Could you repeat the records below exactly, leaving out any pictures?

## Point annotations for photos
------------------------------------

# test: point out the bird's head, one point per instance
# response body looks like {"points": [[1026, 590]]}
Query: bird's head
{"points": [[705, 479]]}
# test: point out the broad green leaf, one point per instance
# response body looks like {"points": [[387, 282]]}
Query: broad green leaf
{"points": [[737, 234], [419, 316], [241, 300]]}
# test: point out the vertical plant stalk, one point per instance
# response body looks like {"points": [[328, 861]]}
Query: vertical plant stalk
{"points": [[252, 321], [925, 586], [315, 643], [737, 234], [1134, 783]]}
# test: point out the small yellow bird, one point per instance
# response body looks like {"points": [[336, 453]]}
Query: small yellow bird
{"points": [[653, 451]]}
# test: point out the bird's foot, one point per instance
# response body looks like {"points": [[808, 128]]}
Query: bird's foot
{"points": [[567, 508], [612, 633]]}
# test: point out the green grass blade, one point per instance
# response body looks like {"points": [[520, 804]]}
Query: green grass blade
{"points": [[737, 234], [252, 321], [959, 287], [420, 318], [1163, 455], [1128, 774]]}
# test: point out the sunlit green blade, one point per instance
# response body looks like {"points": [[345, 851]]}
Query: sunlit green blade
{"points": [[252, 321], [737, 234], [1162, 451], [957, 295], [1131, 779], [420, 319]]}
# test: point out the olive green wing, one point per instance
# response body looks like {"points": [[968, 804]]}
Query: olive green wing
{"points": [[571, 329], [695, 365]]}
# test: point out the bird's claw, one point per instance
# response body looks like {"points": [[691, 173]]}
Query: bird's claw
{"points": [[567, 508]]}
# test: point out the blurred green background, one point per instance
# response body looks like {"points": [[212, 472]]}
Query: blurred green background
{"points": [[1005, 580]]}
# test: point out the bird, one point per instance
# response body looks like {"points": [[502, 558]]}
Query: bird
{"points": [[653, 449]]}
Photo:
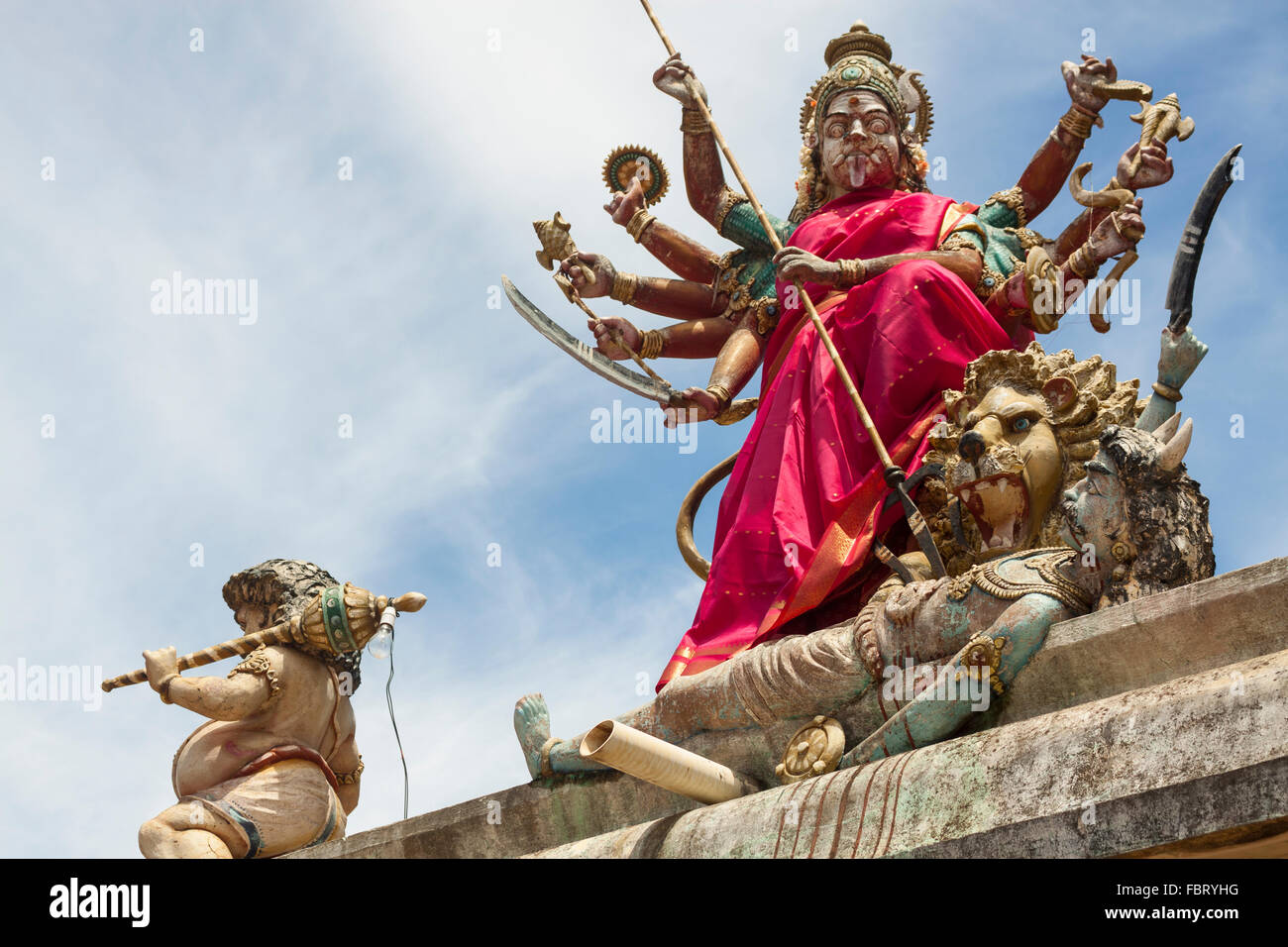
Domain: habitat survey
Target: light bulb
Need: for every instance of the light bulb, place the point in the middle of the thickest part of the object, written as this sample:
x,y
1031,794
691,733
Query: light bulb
x,y
381,643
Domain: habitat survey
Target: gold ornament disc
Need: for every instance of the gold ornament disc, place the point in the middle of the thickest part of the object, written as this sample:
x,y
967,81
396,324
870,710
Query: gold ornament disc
x,y
630,161
812,750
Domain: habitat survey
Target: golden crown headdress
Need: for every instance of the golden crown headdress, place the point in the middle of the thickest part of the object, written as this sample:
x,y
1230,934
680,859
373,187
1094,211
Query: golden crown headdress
x,y
861,59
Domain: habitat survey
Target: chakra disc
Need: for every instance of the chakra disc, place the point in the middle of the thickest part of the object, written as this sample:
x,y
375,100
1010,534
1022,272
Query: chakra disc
x,y
630,161
812,750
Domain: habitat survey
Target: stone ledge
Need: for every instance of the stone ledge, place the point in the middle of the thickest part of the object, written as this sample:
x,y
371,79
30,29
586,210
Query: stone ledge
x,y
1177,761
1223,620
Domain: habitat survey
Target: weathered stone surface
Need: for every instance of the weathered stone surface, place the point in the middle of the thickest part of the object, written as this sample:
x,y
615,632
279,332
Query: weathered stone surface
x,y
531,817
1141,770
1210,624
1225,620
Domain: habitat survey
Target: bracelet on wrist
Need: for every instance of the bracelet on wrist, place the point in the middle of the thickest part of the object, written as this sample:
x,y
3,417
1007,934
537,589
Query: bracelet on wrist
x,y
853,272
1083,263
638,223
651,343
1077,121
721,394
625,286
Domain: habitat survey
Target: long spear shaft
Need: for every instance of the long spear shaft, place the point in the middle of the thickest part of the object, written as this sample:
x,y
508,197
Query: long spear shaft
x,y
893,474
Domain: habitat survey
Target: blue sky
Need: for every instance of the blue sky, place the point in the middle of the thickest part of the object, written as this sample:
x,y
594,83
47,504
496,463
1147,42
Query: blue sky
x,y
464,123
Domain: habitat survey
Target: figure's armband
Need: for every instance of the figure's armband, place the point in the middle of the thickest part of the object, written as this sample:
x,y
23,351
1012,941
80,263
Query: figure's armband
x,y
997,232
259,663
737,221
747,279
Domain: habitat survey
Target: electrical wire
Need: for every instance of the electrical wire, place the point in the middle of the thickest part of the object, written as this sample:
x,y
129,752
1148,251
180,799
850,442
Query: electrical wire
x,y
389,701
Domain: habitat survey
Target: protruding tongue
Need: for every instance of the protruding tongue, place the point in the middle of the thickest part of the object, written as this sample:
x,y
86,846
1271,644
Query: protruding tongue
x,y
858,167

------------------------------------

## THE ANSWER
# test: point out the bird's head, one point per instance
# response body looks like {"points": [[1026, 590]]}
Query: bird's head
{"points": [[705, 479]]}
# test: point out the broad green leaf, one point per instance
# response body looks like {"points": [[387, 282]]}
Query: broad green leaf
{"points": [[737, 234], [419, 316], [241, 300]]}
# test: point out the vertical plant stalk, one point per instance
# response body looks like {"points": [[328, 861]]}
Query: vertical plant stalk
{"points": [[252, 321], [925, 586], [315, 643], [737, 234], [1134, 783]]}
# test: point out the small yellow bird, one point per instance
# response body looks like {"points": [[336, 453]]}
Query: small yellow bird
{"points": [[653, 451]]}
# test: point out the bird's foot, one point per instance
# response body looks like {"points": [[808, 128]]}
Query: bird's foot
{"points": [[567, 508], [612, 633]]}
# test: point out the green grass blade, one point per instance
# response body looks like {"points": [[520, 804]]}
Query: green grass blade
{"points": [[737, 234], [252, 321], [959, 287], [420, 318], [1163, 455], [1128, 774]]}
# test: point out the sunlit green blade, one point per instance
# response body looks like {"points": [[345, 851]]}
Query: sunlit green blade
{"points": [[252, 321], [737, 234], [1162, 451], [957, 295], [1131, 779], [420, 319]]}
# test: point out the olive green wing, one point per instance
# response body looks like {"points": [[968, 804]]}
Query: olive green wing
{"points": [[571, 329], [695, 365]]}
# test: point out the bird's claw, one point per instance
# response body looks like {"points": [[691, 173]]}
Query: bird's claw
{"points": [[567, 508]]}
# test: point out the blurred green background, one point per instance
# response body looks like {"points": [[212, 472]]}
Query: blurred green background
{"points": [[1005, 580]]}
# test: point out the bird, one point per instance
# response body looks like {"points": [[502, 558]]}
Query: bird
{"points": [[653, 449]]}
Photo:
Domain: habitat survey
Target: light bulb
Need: for every instance of the light bulb, place the point in the middle of the thickest part of the object, written as this sample:
x,y
1031,794
691,733
Query: light bulb
x,y
381,643
Domain: habitat survey
Target: gold ornament disc
Need: for every instance of the gold ornament disc, place the point in the middle of the thickest part of the object, written as this sample:
x,y
967,81
396,324
870,710
Query: gold ornament disc
x,y
630,161
812,750
Domain: habitat survey
Target: golden crown headdress
Need: for every instance of the golden crown headdress, place the point in the middle of the thickest part of the object, written as this sample:
x,y
1230,934
680,859
373,187
1094,211
Query: golden crown headdress
x,y
861,59
Domain: habitat survey
Target: chakra disc
Need: for every instance of the chakra disc, place the point in the middle of the thickest part of the object, written as this sample:
x,y
375,100
1010,534
1022,272
Query: chakra disc
x,y
630,161
812,750
Domain: habitat survey
Target: stone ledge
Need: for every instance of the stone ledge, place the point in the middle of the thickest part of the object, written as this sample:
x,y
371,79
30,29
586,210
Query: stone ledge
x,y
1177,761
1223,620
Domain: habitat survey
Target: weathered stone surface
Need: for every instance of the weathered stone surface, place the point in the middle of the thickest part of the object, written as this sample:
x,y
615,632
279,332
Query: weathered stone surface
x,y
531,817
1141,770
1210,624
1225,620
Domain: habitat survey
Target: bracelet on wrist
Need: for every instance of the bracelet on wrist, place the point in the middle of the thickest part of the object, written as this sample:
x,y
3,417
1007,934
537,589
Query: bracelet on wrist
x,y
853,272
1083,263
638,223
651,343
1077,121
721,394
625,286
Domain: habitat survey
Target: long spear shaft
Need: for every instance of the long spear shaft, place the point in the middle of the thickest part of the object, written as this sample:
x,y
508,197
Query: long spear shaft
x,y
893,474
Domain: habitat survey
Target: blue sky
Need: for every instance of the blue sky, place the point in the middle of the thickest part of the object, written as this sample:
x,y
594,83
47,504
496,463
1147,42
Query: blue sky
x,y
464,123
Domain: habitat survey
Target: figure's armband
Need: for every instance of the figure's armband, place the point in the middle of the thickest part of the object, written as this sample:
x,y
23,351
1012,941
80,263
Query: figure's armband
x,y
997,232
259,663
737,221
747,279
Domain: habitat survey
Target: electrical wire
Need: for every instance of the electrical wire, place the point in the middle of the thickest part of the object, written as this sample:
x,y
129,752
1148,251
180,799
850,442
Query: electrical wire
x,y
389,701
Domain: habitat survey
Target: protruding tongue
Need: for every instance of the protruding tongue, place the point in the middle of the thickest part of the object, written as this sample:
x,y
86,846
1271,644
Query: protruding tongue
x,y
858,167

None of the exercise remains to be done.